■ **WHAT IS BEING ASKED**
Rewrite the records with every "thick tree trunk" changed to "wide tree trunk", leaving everything else untouched.
— START WORKING DATA —
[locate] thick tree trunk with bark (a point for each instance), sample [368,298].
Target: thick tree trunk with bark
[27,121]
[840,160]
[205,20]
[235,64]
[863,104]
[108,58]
— END WORKING DATA —
■ **RESULT**
[locate] wide tree trunk with bark (a point for each instance), sample [368,298].
Target: wide tree trunk with bark
[27,121]
[840,160]
[205,20]
[235,64]
[863,104]
[108,58]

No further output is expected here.